■ Task:
Tally up the lines in the following entries where the string "point" appears, and answer with the number alone.

Segment Start: Exercise material

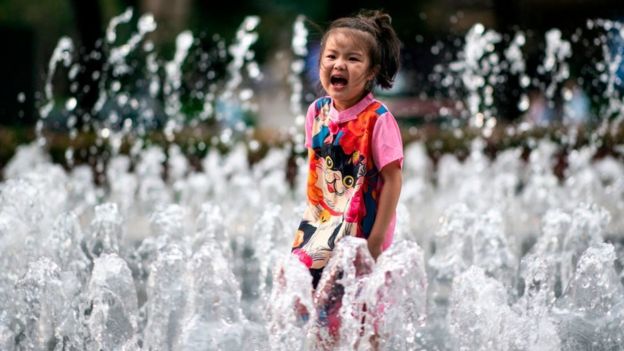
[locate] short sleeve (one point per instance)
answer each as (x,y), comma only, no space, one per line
(312,112)
(387,145)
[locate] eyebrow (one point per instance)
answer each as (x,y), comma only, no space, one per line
(356,53)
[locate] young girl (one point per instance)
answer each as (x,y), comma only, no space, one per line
(354,143)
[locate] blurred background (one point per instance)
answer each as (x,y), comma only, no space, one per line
(468,67)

Segment End: Exercise material

■ Task response:
4